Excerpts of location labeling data

++++++++

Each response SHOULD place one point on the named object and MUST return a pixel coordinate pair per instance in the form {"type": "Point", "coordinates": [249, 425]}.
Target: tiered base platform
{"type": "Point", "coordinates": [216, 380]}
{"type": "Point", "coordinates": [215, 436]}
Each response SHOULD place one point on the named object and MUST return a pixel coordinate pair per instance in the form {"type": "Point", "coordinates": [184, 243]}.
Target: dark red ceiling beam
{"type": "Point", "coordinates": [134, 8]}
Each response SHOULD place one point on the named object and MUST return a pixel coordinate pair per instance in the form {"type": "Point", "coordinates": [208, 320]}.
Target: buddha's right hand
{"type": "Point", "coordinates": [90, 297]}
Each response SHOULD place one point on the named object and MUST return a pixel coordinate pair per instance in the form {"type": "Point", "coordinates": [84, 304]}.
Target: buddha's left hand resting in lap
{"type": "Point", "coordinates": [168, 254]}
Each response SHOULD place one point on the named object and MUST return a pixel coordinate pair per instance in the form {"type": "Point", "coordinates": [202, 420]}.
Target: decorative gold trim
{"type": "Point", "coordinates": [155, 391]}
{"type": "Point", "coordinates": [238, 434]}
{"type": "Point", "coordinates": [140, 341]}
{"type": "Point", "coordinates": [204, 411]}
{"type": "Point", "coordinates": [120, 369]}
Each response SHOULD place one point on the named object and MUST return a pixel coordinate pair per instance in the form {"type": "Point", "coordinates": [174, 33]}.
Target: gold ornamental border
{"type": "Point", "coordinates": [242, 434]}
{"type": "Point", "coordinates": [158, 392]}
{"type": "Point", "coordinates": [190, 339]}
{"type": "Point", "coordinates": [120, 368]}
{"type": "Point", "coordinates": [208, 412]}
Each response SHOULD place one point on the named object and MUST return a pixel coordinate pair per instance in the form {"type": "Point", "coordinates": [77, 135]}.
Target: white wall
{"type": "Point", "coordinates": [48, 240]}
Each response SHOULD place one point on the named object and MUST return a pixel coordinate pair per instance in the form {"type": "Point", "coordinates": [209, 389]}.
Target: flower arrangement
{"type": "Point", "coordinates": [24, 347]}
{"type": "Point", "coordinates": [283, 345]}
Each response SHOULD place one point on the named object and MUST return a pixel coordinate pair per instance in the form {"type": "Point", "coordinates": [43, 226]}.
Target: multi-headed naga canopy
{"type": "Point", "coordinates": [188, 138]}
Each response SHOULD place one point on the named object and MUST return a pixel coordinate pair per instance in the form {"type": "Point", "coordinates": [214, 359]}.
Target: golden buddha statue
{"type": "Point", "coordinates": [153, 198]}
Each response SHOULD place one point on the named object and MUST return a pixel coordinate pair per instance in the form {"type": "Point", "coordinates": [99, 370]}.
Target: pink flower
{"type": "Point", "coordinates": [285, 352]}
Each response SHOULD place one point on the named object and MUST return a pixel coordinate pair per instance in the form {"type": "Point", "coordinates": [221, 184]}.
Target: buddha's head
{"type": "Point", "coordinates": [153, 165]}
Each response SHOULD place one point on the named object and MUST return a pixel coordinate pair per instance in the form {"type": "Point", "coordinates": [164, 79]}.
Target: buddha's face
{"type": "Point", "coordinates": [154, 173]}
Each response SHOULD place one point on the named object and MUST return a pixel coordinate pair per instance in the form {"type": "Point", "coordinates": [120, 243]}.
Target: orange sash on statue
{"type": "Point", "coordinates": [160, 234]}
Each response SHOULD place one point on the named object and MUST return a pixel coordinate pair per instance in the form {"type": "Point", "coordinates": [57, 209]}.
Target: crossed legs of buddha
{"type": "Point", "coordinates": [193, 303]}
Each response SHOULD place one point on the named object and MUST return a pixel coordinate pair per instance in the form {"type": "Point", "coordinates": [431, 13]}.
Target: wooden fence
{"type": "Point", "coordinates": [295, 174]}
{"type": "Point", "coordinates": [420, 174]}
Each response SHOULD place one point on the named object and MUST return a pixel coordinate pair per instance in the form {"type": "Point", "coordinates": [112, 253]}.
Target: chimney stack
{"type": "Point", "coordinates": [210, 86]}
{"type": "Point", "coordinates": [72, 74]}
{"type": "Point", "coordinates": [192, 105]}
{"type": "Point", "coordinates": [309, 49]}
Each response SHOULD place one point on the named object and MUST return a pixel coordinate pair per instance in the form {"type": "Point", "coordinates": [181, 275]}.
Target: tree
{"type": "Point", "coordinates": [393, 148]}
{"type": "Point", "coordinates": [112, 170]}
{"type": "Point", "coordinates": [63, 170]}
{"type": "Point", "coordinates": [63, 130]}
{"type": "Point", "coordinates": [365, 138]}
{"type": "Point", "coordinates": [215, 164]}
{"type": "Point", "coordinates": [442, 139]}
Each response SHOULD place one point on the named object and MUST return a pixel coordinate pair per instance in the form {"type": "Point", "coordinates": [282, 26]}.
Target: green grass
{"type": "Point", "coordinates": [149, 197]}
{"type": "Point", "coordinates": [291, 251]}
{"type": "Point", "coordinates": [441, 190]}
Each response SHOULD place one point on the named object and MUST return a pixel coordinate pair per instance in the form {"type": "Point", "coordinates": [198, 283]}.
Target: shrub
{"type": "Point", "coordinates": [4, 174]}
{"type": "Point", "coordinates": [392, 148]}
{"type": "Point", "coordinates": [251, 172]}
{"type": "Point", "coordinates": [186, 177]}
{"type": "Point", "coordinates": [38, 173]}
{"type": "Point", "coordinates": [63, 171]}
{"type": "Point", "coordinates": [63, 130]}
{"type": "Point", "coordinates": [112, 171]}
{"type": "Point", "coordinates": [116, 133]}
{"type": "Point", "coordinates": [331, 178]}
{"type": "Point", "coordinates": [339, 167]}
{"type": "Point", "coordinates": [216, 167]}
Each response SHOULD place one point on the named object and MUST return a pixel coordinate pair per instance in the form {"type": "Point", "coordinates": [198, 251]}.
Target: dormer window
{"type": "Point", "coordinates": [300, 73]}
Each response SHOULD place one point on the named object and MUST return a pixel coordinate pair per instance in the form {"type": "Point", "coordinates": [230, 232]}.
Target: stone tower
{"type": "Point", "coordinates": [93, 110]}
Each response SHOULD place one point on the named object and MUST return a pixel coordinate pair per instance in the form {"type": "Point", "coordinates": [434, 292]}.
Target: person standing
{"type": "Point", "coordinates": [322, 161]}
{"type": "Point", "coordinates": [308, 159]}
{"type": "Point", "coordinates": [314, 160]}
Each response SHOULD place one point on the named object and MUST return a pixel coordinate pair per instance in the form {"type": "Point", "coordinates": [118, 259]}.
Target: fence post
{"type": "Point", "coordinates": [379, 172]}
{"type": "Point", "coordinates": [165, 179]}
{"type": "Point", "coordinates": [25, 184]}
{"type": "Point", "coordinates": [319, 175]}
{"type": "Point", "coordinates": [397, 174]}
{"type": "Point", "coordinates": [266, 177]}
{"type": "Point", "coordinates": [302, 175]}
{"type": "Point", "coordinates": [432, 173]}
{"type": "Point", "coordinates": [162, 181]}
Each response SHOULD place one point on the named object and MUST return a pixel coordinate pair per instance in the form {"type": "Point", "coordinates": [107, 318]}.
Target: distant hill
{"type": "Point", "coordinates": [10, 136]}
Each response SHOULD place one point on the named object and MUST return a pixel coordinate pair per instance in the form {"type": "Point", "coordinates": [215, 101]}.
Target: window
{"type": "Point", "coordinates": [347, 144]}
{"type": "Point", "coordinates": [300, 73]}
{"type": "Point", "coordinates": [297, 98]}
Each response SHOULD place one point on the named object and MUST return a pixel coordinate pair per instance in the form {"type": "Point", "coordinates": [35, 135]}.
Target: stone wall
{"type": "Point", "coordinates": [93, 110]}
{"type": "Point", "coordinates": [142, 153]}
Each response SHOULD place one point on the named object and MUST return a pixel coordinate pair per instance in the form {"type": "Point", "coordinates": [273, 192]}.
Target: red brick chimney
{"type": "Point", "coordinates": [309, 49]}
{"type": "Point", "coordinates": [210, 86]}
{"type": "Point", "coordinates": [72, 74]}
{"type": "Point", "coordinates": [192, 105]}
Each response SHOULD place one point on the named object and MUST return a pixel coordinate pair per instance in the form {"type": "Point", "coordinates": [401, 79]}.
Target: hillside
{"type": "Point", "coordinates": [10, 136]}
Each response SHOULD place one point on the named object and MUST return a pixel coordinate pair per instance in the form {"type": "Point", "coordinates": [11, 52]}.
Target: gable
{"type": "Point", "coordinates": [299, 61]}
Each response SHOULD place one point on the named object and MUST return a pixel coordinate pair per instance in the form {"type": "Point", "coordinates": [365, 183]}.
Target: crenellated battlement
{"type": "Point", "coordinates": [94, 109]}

++++++++

Work to complete: Pick out every line in the items above that contains the word "fence", and copy each one. Treat uppercase and lowercase as different.

Solution for this exercise:
Target: wooden fence
Target: fence post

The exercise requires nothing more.